> [WHAT TO PRODUCE]: Set down exactly the lines from the first line of the records through the line that contains "negative clicks: (178, 324)", and leave every picture out.

> [SUPPLIED RECORDS]:

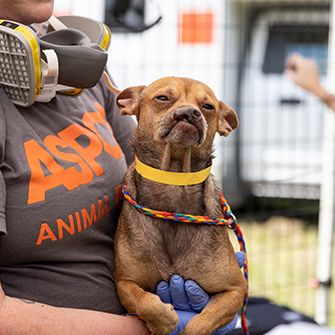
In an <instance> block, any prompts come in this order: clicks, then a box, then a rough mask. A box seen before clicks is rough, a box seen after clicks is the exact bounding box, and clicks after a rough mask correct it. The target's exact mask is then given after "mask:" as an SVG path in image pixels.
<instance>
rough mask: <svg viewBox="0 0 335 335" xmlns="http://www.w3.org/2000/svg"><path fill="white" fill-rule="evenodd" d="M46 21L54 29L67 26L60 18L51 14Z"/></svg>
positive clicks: (60, 29)
mask: <svg viewBox="0 0 335 335" xmlns="http://www.w3.org/2000/svg"><path fill="white" fill-rule="evenodd" d="M48 22H49V24H50V25H51V27H52V28H54V29H55V30H61V29H67V28H68V27H67V26H66V25H65V24H64V23H63V22H62V21H61V20H58V19H57V17H55V16H51V17H50V19H49V20H48Z"/></svg>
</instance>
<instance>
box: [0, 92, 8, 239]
mask: <svg viewBox="0 0 335 335" xmlns="http://www.w3.org/2000/svg"><path fill="white" fill-rule="evenodd" d="M2 94H4V93H3V92H2V90H1V89H0V99H1V95H2ZM5 141H6V122H5V118H4V114H3V110H2V106H0V236H1V235H5V234H6V233H7V231H6V220H5V206H6V184H5V180H4V177H3V175H2V171H1V167H2V164H3V160H4V156H5Z"/></svg>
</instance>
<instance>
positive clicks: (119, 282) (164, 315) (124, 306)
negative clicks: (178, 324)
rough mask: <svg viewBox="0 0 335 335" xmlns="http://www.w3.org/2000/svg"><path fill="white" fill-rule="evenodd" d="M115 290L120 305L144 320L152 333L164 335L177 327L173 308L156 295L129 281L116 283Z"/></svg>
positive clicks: (177, 321)
mask: <svg viewBox="0 0 335 335" xmlns="http://www.w3.org/2000/svg"><path fill="white" fill-rule="evenodd" d="M117 290H118V294H119V297H120V300H121V303H122V305H123V306H124V307H125V308H126V309H127V310H128V312H130V313H134V314H137V315H138V316H139V317H140V318H141V319H142V320H144V321H145V322H146V325H147V327H148V328H149V330H150V331H151V332H152V333H154V334H156V335H165V334H168V333H169V332H171V331H172V330H173V329H175V328H176V327H177V324H178V315H177V313H176V312H175V311H174V309H173V306H172V305H170V304H165V303H163V302H162V301H161V300H160V298H159V297H158V296H157V295H155V294H152V293H150V292H147V291H144V290H143V289H142V288H141V287H140V286H139V285H137V284H136V283H135V282H132V281H129V280H121V281H120V282H118V283H117Z"/></svg>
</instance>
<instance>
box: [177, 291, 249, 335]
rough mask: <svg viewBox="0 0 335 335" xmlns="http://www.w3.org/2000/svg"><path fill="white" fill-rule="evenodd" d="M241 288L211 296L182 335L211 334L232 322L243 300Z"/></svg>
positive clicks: (183, 331) (186, 327)
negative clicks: (228, 323) (202, 308)
mask: <svg viewBox="0 0 335 335" xmlns="http://www.w3.org/2000/svg"><path fill="white" fill-rule="evenodd" d="M243 294H244V293H243V291H242V290H240V289H236V290H232V291H226V292H224V293H218V294H215V295H214V296H212V297H211V299H210V301H209V303H208V305H207V306H206V307H205V308H204V310H203V311H202V312H201V313H200V314H198V315H197V316H195V317H194V318H193V319H191V320H190V322H189V323H188V324H187V326H186V327H185V329H184V330H183V331H182V332H181V333H180V334H182V335H210V334H212V332H214V331H215V330H216V329H218V328H220V327H222V326H223V325H226V324H228V323H229V322H231V321H232V320H233V319H234V318H235V316H236V314H237V312H238V311H239V309H240V308H241V307H242V306H241V305H240V302H241V301H242V300H243Z"/></svg>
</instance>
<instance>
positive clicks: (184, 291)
mask: <svg viewBox="0 0 335 335" xmlns="http://www.w3.org/2000/svg"><path fill="white" fill-rule="evenodd" d="M235 255H236V259H237V262H238V264H239V266H240V267H242V265H243V263H244V261H245V254H244V253H243V252H237V253H236V254H235ZM156 293H157V295H158V296H159V297H160V299H161V300H162V301H163V302H165V303H168V304H172V305H173V306H174V308H175V310H176V312H177V314H178V316H179V322H178V325H177V327H176V328H175V329H174V330H173V331H172V332H170V333H169V334H168V335H177V334H178V333H179V332H181V331H182V330H183V329H184V328H185V327H186V325H187V323H188V322H189V321H190V320H191V319H192V318H193V317H194V316H196V315H197V314H198V313H200V312H201V311H202V310H203V309H204V308H205V307H206V305H207V304H208V302H209V299H210V297H209V295H208V294H207V292H206V291H204V290H203V289H202V288H201V287H200V286H199V285H198V284H197V283H196V282H195V281H193V280H187V281H185V280H184V278H183V277H181V276H179V275H177V274H174V275H172V276H171V278H170V282H169V283H167V282H165V281H161V282H159V283H158V285H157V289H156ZM237 319H238V317H237V316H236V317H235V319H234V320H233V321H232V322H230V323H229V324H227V325H225V326H223V327H221V328H219V329H217V330H216V331H215V332H213V333H212V335H224V334H227V333H229V332H230V331H231V330H233V329H234V328H235V326H236V323H237Z"/></svg>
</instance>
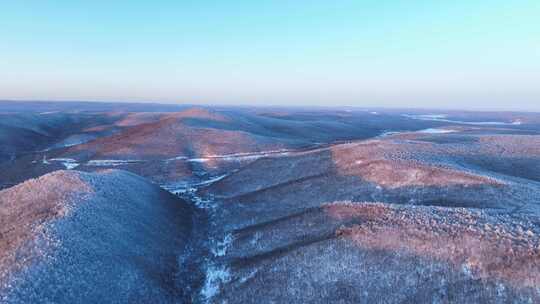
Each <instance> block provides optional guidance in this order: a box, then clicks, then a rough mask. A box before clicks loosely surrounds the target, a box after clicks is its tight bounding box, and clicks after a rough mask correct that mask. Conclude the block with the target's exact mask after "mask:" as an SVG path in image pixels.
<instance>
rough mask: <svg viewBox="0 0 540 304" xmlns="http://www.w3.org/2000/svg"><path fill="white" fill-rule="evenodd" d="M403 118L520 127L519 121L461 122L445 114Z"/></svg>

> [SOLUTION TO THIS PROBLEM]:
In an <instance> block, any prompts come in this order: clicks, then a box, then a rough mask. A box seen before clicks is rough, a box seen after clicks is the exact bounding box, and clicks after a rough mask correct it. The target's exact mask is then given after "mask:" as an SVG path in image pixels.
<instance>
rough mask: <svg viewBox="0 0 335 335" xmlns="http://www.w3.org/2000/svg"><path fill="white" fill-rule="evenodd" d="M46 21L54 29L67 26L60 18L51 14Z"/></svg>
positive clicks: (60, 29)
mask: <svg viewBox="0 0 335 335" xmlns="http://www.w3.org/2000/svg"><path fill="white" fill-rule="evenodd" d="M48 22H49V24H50V25H51V27H52V28H54V29H55V30H61V29H67V28H68V27H67V26H66V25H65V24H64V23H63V22H62V21H61V20H58V19H57V17H55V16H51V17H50V19H49V20H48Z"/></svg>
</instance>
<instance>
box: [0, 92, 8, 239]
mask: <svg viewBox="0 0 335 335" xmlns="http://www.w3.org/2000/svg"><path fill="white" fill-rule="evenodd" d="M2 94H4V93H3V92H2V90H1V89H0V99H1V95H2ZM5 141H6V122H5V118H4V114H3V110H2V106H0V236H1V235H5V234H6V233H7V231H6V220H5V206H6V184H5V180H4V177H3V175H2V171H1V167H2V164H3V160H4V156H5Z"/></svg>
</instance>
<instance>
positive clicks: (119, 282) (164, 315) (124, 306)
negative clicks: (178, 324)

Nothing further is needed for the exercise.